● **Tugas yang Diberikan A**:
Cetak ulang bagian teks tentang jatuhnya Yanukovych dari "Maka setelah runtuhnya" sampai dengan "negara-negara sekutu Russia.".

··· Kutipan Teks

Tumbangnya Viktor Yanukovych dari kursi Kepresidenan Ukraine di sisi lain membawa dampak tersendiri bagi rakyat Ukraine. Rakyat Ukraine melihat pemerintahan Yanukovych yang berada di bawah bayang-bayang Russia dan rezim Vladimir Putin, sepertinya dinilai tidak demokratis dan sangat tidak memihak kepada rakyat Ukraine. Pemerintahan Yanukovych dinilai lebih seperti pemerintahan Oligarki yang hanya menguntungkan beberapa pihak dan elit tertentu.

Maka setelah runtuhnya rezim Viktor Yanukovych, banyak dari rakyat Ukraine yang menginginkan agar Ukraine menjadi lebih demokrasi dan terjauh dari politik yang dianggap tidak memihak rakyat seperti sistem pemerintahan oligarki. 

Tetapi di sisi lain langkah ini tidak terdengar bagus oleh pihak Russia dan juga Presiden Putin. Putin menganggap langkah ini justru akan membuat Ukraine menjadi condong dekat dengan negara-negara Barat. Karena menurut Putin, sistem demokrasi yang dimaksud justru lebih memperdekatkan Ukraine dengan negara-negara Barat dan menjauhkannya dari Russia dan negara-negara sekutu Russia.

······

● **Tugas yang Diberikan B**:
Ganti "rear side window" dengan "rear windshield" pada entri, mulai dari awal entri sampai dengan baris yang memuat "[[[60,122],[228,124],[203,26],[70,38],[76,70],[49,63]]]", lalu tulis ulang bagian itu saja tanpa mengubah hal lain. Jangan sertakan gambarnya.

··· Entri yang Disediakan

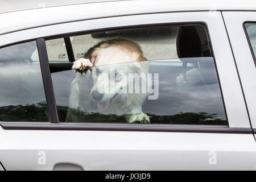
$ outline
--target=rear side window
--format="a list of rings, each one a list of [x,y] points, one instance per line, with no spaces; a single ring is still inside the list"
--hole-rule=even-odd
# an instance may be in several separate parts
[[[0,49],[0,121],[48,121],[35,41]]]
[[[245,26],[249,38],[249,44],[252,50],[252,54],[256,65],[256,23],[245,23]]]
[[[60,122],[228,124],[203,26],[70,38],[76,70],[49,63]]]

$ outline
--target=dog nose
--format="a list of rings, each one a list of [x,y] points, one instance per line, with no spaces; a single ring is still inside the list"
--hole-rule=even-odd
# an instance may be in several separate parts
[[[96,101],[100,101],[103,97],[103,94],[102,93],[98,93],[97,90],[93,90],[92,92],[92,97]]]

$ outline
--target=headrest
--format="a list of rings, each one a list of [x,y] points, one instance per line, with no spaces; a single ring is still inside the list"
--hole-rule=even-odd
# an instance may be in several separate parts
[[[177,54],[180,58],[202,56],[202,45],[195,26],[179,27],[177,35],[176,46]]]

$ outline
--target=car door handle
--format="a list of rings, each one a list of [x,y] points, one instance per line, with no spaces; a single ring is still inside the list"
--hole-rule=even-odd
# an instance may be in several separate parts
[[[84,171],[80,165],[72,163],[61,163],[55,164],[53,171]]]

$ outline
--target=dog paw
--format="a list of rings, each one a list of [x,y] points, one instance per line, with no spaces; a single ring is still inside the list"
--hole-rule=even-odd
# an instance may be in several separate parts
[[[81,58],[77,61],[73,63],[72,69],[75,71],[85,71],[87,69],[90,69],[93,64],[89,59]]]
[[[149,117],[143,113],[139,114],[133,114],[129,121],[129,123],[150,123]]]

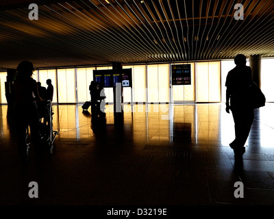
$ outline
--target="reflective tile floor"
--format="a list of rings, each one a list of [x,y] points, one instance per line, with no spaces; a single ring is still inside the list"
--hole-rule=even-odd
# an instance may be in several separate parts
[[[81,105],[53,110],[53,153],[41,160],[31,147],[22,166],[0,105],[0,205],[274,205],[274,103],[256,110],[240,160],[223,103],[125,105],[123,116],[110,105],[105,123]]]

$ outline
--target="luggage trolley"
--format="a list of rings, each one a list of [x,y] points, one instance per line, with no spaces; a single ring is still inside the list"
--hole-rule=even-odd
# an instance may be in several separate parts
[[[40,131],[42,142],[49,148],[50,153],[53,151],[53,142],[58,134],[57,131],[53,130],[52,119],[53,112],[51,101],[37,102],[40,117]]]

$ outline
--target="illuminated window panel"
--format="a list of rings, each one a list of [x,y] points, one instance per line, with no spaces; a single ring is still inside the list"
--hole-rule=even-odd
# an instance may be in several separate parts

······

● **Hasil Latihan A**:
Maka setelah runtuhnya rezim Viktor Yanukovych, banyak dari rakyat Ukraine yang menginginkan agar Ukraine menjadi lebih demokrasi dan terjauh dari politik yang dianggap tidak memihak rakyat seperti sistem pemerintahan oligarki. 

Tetapi di sisi lain langkah ini tidak terdengar bagus oleh pihak Russia dan juga Presiden Putin. Putin menganggap langkah ini justru akan membuat Ukraine menjadi condong dekat dengan negara-negara Barat. Karena menurut Putin, sistem demokrasi yang dimaksud justru lebih memperdekatkan Ukraine dengan negara-negara Barat dan menjauhkannya dari Russia dan negara-negara sekutu Russia.

● **Hasil Latihan B**:
$ outline
--target=rear windshield
--format="a list of rings, each one a list of [x,y] points, one instance per line, with no spaces; a single ring is still inside the list"
--hole-rule=even-odd
# an instance may be in several separate parts
[[[0,49],[0,121],[48,121],[35,41]]]
[[[245,26],[249,38],[249,44],[252,50],[252,54],[256,65],[256,23],[245,23]]]
[[[60,122],[228,124],[203,26],[70,38],[76,70],[49,63]]]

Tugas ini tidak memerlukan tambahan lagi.